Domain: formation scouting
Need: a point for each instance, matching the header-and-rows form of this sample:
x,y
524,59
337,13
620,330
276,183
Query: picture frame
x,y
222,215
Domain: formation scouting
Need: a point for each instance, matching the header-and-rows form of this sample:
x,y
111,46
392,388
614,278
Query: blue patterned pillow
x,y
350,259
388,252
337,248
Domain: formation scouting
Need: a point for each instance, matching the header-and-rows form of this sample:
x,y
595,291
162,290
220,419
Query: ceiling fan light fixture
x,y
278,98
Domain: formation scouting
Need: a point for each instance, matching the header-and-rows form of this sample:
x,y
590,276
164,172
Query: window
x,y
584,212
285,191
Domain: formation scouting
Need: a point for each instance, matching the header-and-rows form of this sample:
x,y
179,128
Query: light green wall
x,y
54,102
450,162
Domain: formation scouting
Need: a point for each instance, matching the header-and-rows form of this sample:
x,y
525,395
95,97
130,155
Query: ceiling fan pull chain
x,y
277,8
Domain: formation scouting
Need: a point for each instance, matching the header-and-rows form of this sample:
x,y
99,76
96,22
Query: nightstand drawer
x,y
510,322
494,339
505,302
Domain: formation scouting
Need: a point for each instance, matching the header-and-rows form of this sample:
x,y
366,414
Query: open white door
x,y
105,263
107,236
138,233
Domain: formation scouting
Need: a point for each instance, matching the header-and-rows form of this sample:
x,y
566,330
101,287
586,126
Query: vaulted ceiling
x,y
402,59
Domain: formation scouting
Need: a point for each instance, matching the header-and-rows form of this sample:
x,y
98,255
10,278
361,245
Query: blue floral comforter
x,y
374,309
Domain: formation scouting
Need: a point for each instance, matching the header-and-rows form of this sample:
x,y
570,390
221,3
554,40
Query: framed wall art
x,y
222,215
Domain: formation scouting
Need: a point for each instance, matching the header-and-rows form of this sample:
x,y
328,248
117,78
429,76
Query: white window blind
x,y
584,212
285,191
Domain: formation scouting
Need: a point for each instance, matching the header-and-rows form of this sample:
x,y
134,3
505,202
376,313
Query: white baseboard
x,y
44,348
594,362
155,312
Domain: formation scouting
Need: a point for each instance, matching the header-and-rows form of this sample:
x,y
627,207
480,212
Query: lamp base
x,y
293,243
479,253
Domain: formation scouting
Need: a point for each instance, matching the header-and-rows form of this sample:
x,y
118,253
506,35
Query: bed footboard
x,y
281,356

* * *

▸ Stated problem
State how many lines in the entries above contain the word "wall". Reply with the number alone.

▸ The reply
2